#### [Provided data]
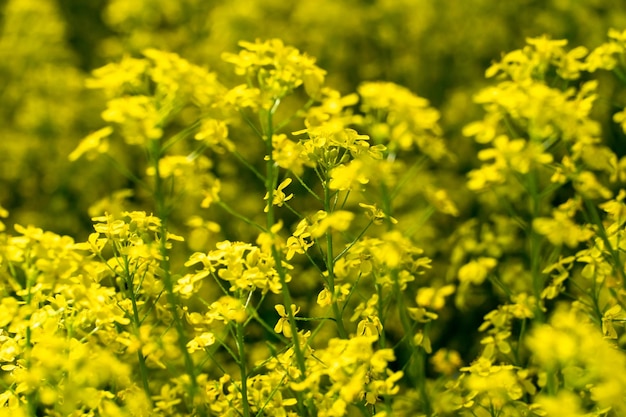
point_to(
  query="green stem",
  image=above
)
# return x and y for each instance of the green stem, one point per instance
(130, 293)
(30, 397)
(330, 268)
(271, 176)
(535, 244)
(243, 369)
(172, 299)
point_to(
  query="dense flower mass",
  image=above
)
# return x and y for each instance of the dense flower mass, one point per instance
(255, 225)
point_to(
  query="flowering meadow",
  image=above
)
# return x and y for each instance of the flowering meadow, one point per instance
(314, 208)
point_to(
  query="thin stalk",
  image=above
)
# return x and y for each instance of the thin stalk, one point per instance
(534, 241)
(271, 177)
(243, 368)
(330, 268)
(31, 397)
(136, 320)
(172, 299)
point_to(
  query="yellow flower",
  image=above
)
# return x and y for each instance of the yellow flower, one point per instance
(282, 326)
(279, 197)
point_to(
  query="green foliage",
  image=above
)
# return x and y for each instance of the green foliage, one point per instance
(292, 233)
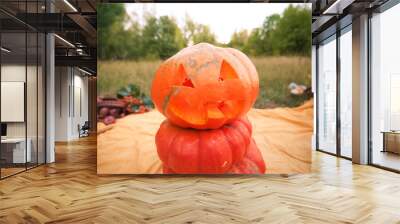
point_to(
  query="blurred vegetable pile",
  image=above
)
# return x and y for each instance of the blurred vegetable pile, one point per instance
(129, 100)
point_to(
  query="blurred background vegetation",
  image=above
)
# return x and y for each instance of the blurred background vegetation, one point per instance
(280, 50)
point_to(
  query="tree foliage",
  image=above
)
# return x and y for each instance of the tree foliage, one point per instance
(285, 34)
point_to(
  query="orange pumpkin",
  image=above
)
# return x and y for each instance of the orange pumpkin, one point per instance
(251, 163)
(205, 87)
(186, 150)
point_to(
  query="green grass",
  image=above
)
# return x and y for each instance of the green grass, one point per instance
(275, 74)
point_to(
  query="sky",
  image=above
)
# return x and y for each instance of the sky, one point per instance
(223, 18)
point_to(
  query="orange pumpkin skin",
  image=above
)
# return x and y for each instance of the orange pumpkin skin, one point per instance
(205, 87)
(252, 163)
(203, 151)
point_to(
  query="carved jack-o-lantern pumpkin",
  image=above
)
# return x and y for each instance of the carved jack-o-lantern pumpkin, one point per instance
(205, 87)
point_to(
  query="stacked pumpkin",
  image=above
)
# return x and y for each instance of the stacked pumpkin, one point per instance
(205, 93)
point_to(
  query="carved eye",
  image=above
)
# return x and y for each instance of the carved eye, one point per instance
(227, 72)
(186, 81)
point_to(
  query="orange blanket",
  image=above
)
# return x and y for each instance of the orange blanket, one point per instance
(283, 135)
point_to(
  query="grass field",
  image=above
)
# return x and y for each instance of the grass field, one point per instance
(275, 74)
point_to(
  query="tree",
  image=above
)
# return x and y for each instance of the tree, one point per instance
(170, 38)
(150, 37)
(268, 30)
(196, 33)
(255, 42)
(293, 31)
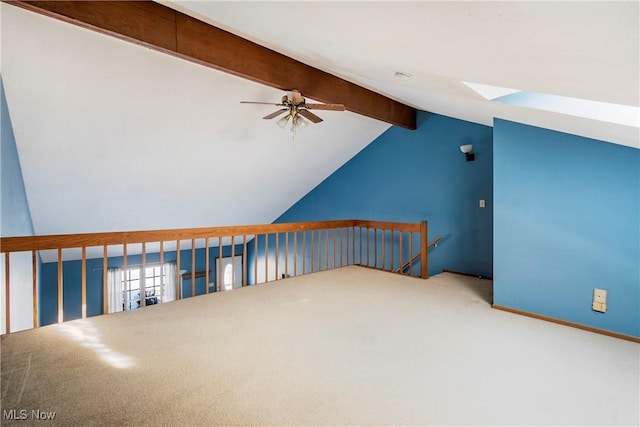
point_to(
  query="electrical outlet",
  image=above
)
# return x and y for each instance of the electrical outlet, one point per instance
(599, 300)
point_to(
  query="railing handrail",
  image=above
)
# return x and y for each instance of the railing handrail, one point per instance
(312, 248)
(406, 265)
(67, 241)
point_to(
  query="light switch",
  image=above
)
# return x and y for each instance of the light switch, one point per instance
(599, 300)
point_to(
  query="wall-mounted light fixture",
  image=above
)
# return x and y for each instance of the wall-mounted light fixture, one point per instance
(466, 150)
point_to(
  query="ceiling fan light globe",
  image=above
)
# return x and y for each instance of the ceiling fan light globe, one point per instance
(283, 121)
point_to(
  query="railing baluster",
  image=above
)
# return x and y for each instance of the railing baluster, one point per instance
(244, 260)
(83, 281)
(219, 266)
(7, 293)
(400, 250)
(360, 238)
(255, 259)
(277, 256)
(233, 261)
(384, 249)
(207, 266)
(162, 272)
(304, 251)
(341, 259)
(105, 279)
(335, 238)
(193, 267)
(60, 291)
(266, 257)
(178, 275)
(392, 242)
(143, 278)
(295, 253)
(125, 269)
(375, 248)
(410, 253)
(34, 272)
(424, 267)
(286, 251)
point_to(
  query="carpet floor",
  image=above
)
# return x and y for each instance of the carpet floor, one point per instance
(351, 346)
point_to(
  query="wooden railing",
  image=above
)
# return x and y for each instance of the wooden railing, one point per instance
(269, 252)
(409, 264)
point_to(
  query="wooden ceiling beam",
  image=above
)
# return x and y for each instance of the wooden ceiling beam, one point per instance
(161, 28)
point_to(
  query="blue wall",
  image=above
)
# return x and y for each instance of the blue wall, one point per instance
(566, 221)
(72, 280)
(409, 176)
(15, 216)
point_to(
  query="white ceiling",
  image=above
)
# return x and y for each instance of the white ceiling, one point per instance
(114, 136)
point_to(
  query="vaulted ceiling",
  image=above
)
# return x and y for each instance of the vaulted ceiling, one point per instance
(116, 136)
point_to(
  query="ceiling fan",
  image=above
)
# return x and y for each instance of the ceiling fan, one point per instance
(297, 110)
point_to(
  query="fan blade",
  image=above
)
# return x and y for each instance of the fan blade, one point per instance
(333, 107)
(262, 103)
(309, 115)
(275, 114)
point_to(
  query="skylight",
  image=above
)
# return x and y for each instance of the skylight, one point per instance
(603, 111)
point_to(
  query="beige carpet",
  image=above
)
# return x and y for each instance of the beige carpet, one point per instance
(351, 346)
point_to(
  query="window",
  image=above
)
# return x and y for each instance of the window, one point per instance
(130, 288)
(231, 274)
(151, 277)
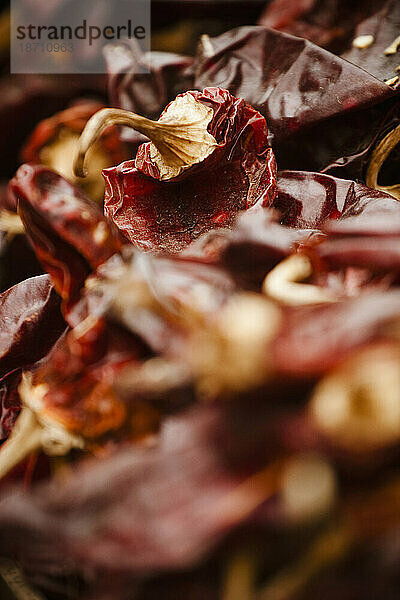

#### [What to do]
Show each line from the rows above that contains the string "pile", copying every such line in full.

#### [Right answer]
  query="blurred vegetable pile",
# return x and y for each instance of the blurred vegetable pile, one point per instance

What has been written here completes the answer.